**SOURCE EXCERPT:**
Don't ask me why, after all this time,
I have finally gotten around to reading Balzac. It's a long story.
But here I am, reading his selected short stories in a Dover Dual
Language edition, French on the left page and English on the right.
My friend Angela, a Professor of French Literature, specializing in
the 18th century, when she was reviewing the great writers
for me last September, simply said, “Ahhh, Balzac!”
What I have just read is the 5th
story in the book, The Forsaken Woman, or La Femme Abandonnée.
Balzac is a “realist,” OK, but this is such a romantic story.
You discover who you are when you read, and especially when you
write, and it turns out that I have distinctly romantic tendencies.
I believe in love at first sight, for instance – does that qualify
me? I don't know.
I'm not sure whether it's the story or
the story-telling that entrances me; I guess it's both. I won't go
into the story-telling part, except that the man can write like no
one else, what they're thinking, what they're writing, how they size
up their alternatives, how what they say is just an opening for the
alternatives of the other, the chances they take.
Here's the story, and spoiler alert –
I'm doing the plot fully, including the shocking ending.

**DATA TO USE:**
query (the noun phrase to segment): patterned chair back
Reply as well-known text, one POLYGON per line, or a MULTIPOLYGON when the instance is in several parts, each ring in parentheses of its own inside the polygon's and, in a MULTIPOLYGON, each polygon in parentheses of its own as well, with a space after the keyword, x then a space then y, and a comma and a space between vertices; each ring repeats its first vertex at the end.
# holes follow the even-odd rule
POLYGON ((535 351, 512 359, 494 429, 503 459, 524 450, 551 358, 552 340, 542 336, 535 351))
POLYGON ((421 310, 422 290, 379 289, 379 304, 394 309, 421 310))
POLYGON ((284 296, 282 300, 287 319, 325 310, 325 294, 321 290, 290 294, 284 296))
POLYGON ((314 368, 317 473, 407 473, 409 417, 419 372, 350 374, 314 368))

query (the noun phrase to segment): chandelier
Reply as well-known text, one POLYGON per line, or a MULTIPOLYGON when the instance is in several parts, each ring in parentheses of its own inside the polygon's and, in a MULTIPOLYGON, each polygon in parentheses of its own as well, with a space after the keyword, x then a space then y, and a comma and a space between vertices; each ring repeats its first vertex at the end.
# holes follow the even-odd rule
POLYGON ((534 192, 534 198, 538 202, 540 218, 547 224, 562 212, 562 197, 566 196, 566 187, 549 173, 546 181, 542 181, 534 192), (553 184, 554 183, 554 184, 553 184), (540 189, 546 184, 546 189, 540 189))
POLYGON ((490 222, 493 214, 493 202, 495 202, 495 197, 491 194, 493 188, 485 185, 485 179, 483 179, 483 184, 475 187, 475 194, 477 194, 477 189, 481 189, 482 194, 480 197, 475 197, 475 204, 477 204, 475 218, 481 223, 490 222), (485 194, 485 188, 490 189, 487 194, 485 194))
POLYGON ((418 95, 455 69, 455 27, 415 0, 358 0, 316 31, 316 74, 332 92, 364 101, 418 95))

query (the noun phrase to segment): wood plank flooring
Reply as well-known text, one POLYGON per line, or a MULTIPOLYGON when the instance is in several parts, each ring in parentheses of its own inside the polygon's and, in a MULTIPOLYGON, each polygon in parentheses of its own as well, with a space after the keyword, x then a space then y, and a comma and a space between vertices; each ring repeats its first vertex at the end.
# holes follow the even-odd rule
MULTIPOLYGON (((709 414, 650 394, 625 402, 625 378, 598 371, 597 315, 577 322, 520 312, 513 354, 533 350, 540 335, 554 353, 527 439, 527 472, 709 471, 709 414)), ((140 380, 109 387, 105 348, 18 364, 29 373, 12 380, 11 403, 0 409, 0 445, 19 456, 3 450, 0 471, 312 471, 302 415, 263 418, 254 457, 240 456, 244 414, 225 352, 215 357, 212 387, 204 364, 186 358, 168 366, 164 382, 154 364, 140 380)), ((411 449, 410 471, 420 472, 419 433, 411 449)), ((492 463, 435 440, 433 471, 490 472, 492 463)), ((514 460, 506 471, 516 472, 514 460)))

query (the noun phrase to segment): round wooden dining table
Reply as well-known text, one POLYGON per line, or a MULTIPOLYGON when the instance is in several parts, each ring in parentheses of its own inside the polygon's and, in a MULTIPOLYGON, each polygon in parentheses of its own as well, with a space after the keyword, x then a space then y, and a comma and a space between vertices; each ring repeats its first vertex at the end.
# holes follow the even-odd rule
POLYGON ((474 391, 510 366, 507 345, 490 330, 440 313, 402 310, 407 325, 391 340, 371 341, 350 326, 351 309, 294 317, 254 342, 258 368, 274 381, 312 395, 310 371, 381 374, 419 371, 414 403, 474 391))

**PARTS OF THE EXERCISE:**
1. Reproduce the whole passage about reading Balzac word for word.
2. Put the lines of the entries, from the first one through the line containing "POLYGON ((314 368, 317", into a JSON list of strings with one string per line, omitting blank lines.

**SOLUTIONS:**
1.
Don't ask me why, after all this time,
I have finally gotten around to reading Balzac. It's a long story.
But here I am, reading his selected short stories in a Dover Dual
Language edition, French on the left page and English on the right.
My friend Angela, a Professor of French Literature, specializing in
the 18th century, when she was reviewing the great writers
for me last September, simply said, “Ahhh, Balzac!”
What I have just read is the 5th
story in the book, The Forsaken Woman, or La Femme Abandonnée.
Balzac is a “realist,” OK, but this is such a romantic story.
You discover who you are when you read, and especially when you
write, and it turns out that I have distinctly romantic tendencies.
I believe in love at first sight, for instance – does that qualify
me? I don't know.
I'm not sure whether it's the story or
the story-telling that entrances me; I guess it's both. I won't go
into the story-telling part, except that the man can write like no
one else, what they're thinking, what they're writing, how they size
up their alternatives, how what they say is just an opening for the
alternatives of the other, the chances they take.
Here's the story, and spoiler alert –
I'm doing the plot fully, including the shocking ending.

2.
[
  "query (the noun phrase to segment): patterned chair back",
  "Reply as well-known text, one POLYGON per line, or a MULTIPOLYGON when the instance is in several parts, each ring in parentheses of its own inside the polygon's and, in a MULTIPOLYGON, each polygon in parentheses of its own as well, with a space after the keyword, x then a space then y, and a comma and a space between vertices; each ring repeats its first vertex at the end.",
  "# holes follow the even-odd rule",
  "POLYGON ((535 351, 512 359, 494 429, 503 459, 524 450, 551 358, 552 340, 542 336, 535 351))",
  "POLYGON ((421 310, 422 290, 379 289, 379 304, 394 309, 421 310))",
  "POLYGON ((284 296, 282 300, 287 319, 325 310, 325 294, 321 290, 290 294, 284 296))",
  "POLYGON ((314 368, 317 473, 407 473, 409 417, 419 372, 350 374, 314 368))"
]